>> begin The data

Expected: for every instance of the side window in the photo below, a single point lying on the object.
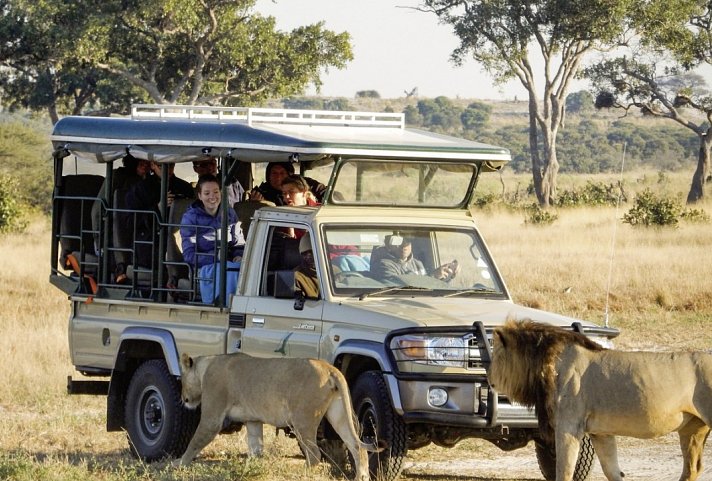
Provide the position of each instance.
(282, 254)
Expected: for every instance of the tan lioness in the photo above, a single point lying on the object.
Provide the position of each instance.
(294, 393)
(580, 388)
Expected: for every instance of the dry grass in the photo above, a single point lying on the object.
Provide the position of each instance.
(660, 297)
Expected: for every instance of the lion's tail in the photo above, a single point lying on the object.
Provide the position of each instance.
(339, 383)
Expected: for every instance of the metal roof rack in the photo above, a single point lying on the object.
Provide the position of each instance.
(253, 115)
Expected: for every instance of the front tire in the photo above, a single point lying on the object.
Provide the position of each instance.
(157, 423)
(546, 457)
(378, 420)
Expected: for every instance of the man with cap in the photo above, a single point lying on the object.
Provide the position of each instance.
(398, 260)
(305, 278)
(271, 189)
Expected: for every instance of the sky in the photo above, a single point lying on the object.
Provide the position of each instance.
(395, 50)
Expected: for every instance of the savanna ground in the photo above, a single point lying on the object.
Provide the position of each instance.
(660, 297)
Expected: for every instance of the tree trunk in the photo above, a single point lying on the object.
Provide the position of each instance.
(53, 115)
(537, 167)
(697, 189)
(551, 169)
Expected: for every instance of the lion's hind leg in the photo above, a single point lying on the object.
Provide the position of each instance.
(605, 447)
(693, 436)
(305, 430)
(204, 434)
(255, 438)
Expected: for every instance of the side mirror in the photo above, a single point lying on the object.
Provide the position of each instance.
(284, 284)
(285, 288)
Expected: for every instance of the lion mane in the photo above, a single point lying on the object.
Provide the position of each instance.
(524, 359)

>> end The data

## Exercise objective
Retype everything from the line containing "Expected: for every instance of the lion mane" down to the end of the listing above.

## Solution
Expected: for every instance of the lion mane in the photo above, a single point lying on the object.
Provide the position of each instance.
(524, 359)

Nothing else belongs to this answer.